Extract:
>> begin
But the author shared wonderful stories of her various trips and the delightful people she encountered. This section alone is worth the price of the book!
One can't discuss Ireland without mentioning music. Ah, the Irish must each be a gifted musician. And she isn't talking "River Dance." No, she means the genuine folk music and dance found throughout the country. Just reading this section brought back happy memories for me.
Photo Opportunities: I'll let you read this section yourself. All I can say is you'll be taking hundreds of photos. This is the greenest, loveliest place on earth.
The author covers foods very well. Traditionally, Irish fare was plain. After all, this country suffered many famines and the population learned to get by on little. An influx of tourists coupled with culinary schools has produced diversity in foods. My husband and I were well fed there. We found it interesting that more than one type potato dish is served at dinner and also that carrots combined with parsnips is ever present. We happen to like them, so that's fine with us. One thing I had to avoid is the black and white "pudding" sausages. I tried them. Blech!
Ms Nicholas offers practical suggestions for traveling without struggling. She also gives insight into the "hidden" or less traveled sites. These are the places that you won't see on a standard tour--the very places my husband and I long to see.
I loved this gem of a travel guide. I highly recommend it to anyone planning a trip to Ireland. In fact, if like most Americans, you are of Irish ancestry, you'll enjoy reading IRELAND: MYTHICAL, MAGICAL, MYSTICAL.
>> end
Problem 1: Pull out every line of the entries that contains the string "skyscraper".
The entries that follow are unrelated to the review.

Data lines:
>> begin
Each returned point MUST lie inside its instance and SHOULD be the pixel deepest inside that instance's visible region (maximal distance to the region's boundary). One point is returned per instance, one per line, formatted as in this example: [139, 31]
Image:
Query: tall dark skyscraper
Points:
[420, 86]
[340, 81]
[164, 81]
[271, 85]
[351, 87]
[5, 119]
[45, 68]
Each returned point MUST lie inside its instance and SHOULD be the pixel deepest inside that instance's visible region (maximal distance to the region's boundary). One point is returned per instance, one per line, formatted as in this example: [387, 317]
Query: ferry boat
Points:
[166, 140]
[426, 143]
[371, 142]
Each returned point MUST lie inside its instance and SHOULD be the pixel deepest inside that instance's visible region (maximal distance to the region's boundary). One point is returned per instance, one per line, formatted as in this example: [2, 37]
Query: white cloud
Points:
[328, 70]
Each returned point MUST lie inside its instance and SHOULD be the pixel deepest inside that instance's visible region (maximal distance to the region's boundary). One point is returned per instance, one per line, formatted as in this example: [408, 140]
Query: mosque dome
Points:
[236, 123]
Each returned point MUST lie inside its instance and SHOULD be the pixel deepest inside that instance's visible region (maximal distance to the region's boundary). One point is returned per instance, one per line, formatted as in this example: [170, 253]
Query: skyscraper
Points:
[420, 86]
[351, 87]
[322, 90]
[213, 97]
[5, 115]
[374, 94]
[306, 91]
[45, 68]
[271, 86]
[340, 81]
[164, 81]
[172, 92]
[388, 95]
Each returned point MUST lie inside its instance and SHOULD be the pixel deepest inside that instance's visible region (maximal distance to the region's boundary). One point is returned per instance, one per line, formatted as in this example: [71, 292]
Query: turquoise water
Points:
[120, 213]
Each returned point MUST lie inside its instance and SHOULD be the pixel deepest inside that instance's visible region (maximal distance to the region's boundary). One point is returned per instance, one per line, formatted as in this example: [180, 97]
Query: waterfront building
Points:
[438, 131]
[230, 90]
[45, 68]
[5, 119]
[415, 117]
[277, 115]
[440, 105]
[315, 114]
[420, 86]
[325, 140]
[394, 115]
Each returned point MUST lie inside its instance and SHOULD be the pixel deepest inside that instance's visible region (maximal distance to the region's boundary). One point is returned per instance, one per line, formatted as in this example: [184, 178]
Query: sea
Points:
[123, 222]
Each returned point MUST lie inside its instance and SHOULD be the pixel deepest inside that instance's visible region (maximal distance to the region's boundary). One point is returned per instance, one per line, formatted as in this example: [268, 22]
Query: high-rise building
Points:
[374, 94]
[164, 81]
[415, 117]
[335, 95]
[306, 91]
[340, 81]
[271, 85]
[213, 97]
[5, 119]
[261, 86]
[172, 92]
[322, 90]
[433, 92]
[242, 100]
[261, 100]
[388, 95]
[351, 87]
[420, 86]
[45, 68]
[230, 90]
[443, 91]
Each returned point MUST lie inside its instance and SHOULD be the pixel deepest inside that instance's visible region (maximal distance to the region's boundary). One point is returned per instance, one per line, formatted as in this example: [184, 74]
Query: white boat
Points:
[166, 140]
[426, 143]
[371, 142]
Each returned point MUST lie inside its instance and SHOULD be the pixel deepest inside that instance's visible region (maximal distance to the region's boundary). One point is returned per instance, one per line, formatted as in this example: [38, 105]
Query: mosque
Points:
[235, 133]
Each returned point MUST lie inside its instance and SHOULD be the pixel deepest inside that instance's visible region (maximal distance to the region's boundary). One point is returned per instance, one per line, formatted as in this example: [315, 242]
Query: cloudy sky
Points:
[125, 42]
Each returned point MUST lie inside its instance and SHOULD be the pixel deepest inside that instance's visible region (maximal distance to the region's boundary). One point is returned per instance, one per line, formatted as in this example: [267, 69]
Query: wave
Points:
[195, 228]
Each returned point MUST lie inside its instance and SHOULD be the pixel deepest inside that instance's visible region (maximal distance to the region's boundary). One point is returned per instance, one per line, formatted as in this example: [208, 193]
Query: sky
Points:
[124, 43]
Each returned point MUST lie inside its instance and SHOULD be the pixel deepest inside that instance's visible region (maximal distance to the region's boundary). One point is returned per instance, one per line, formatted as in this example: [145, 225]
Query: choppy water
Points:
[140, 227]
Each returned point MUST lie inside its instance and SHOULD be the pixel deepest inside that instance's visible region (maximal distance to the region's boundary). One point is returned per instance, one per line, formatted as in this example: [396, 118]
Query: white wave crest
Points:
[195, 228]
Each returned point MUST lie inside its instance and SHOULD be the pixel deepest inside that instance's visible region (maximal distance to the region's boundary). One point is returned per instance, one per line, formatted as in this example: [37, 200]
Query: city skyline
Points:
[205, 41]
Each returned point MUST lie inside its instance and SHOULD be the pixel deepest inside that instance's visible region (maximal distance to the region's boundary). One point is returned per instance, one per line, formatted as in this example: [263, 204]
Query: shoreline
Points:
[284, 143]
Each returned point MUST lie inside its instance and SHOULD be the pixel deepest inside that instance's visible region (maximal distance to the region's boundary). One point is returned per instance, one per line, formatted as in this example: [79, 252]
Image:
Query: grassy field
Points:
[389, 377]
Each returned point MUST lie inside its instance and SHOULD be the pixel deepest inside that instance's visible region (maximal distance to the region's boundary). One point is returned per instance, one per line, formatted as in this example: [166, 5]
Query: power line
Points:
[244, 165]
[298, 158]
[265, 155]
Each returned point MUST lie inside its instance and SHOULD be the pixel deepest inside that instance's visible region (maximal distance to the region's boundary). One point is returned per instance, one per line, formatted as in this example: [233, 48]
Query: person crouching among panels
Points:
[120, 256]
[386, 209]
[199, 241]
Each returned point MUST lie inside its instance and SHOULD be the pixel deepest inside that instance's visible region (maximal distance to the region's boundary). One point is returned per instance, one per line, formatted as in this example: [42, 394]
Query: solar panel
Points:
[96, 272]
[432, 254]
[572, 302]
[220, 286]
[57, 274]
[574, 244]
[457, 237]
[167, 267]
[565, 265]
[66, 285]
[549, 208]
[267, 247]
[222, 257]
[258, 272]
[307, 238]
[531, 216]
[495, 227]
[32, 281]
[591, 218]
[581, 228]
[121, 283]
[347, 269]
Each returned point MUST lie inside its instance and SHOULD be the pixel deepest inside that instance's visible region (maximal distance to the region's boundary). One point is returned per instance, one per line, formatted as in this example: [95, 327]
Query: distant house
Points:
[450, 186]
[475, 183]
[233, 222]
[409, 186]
>> end
Problem 2: In the review, what food did the reviewer try and then have to avoid?

Problem solution 1:
Query: tall dark skyscraper
Query: skyscraper

Problem solution 2: The black and white "pudding" sausages.